*EXERCISE PROMPT*: Check each line of the listing, and copy it if it contains the word "lake".

*DATA IN THIS EXERCISE*:
- - - - -
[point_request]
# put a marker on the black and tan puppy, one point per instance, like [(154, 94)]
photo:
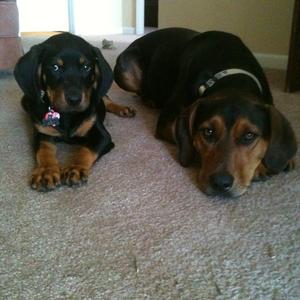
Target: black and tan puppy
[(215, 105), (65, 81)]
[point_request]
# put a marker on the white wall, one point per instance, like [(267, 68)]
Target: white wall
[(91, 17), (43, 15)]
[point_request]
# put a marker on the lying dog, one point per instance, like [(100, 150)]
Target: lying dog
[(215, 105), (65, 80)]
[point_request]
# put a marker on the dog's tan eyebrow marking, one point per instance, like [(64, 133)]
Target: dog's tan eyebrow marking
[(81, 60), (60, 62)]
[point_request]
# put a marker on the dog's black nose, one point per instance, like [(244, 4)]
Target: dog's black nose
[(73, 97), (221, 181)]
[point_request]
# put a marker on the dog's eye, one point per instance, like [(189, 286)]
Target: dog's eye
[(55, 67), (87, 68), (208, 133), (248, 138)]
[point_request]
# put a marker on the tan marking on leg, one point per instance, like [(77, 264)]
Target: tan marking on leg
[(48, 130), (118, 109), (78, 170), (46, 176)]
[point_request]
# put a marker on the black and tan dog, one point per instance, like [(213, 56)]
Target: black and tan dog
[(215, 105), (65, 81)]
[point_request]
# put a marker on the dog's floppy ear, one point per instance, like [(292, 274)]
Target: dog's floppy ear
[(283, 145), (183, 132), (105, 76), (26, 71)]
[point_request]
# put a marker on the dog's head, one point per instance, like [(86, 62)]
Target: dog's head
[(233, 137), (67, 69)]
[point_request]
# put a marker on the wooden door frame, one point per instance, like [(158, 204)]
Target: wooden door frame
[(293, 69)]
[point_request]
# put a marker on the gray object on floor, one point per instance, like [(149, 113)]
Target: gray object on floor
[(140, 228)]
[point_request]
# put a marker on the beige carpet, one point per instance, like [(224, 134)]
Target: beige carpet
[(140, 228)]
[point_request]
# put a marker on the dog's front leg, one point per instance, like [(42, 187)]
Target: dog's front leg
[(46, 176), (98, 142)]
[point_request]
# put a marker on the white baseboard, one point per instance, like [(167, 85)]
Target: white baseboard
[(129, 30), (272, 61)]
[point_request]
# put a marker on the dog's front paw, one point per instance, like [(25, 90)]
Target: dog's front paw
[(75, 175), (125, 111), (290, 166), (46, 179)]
- - - - -
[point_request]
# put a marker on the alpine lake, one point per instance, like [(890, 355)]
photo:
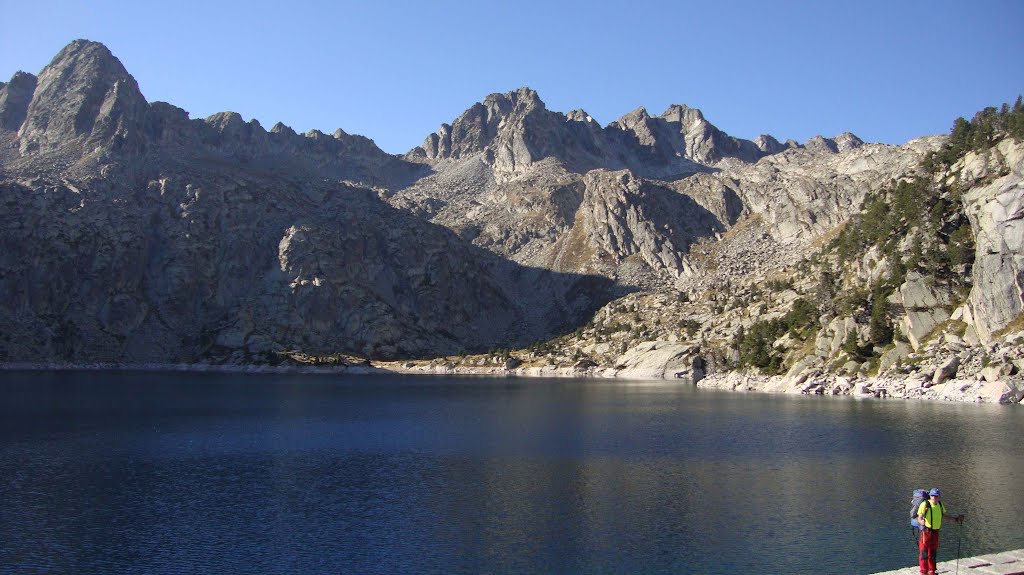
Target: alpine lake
- - - - -
*OUTPUT FOR THIS EXERCISE*:
# put a marker on the alpine lake, one point per instance, like [(890, 355)]
Target: alpine lake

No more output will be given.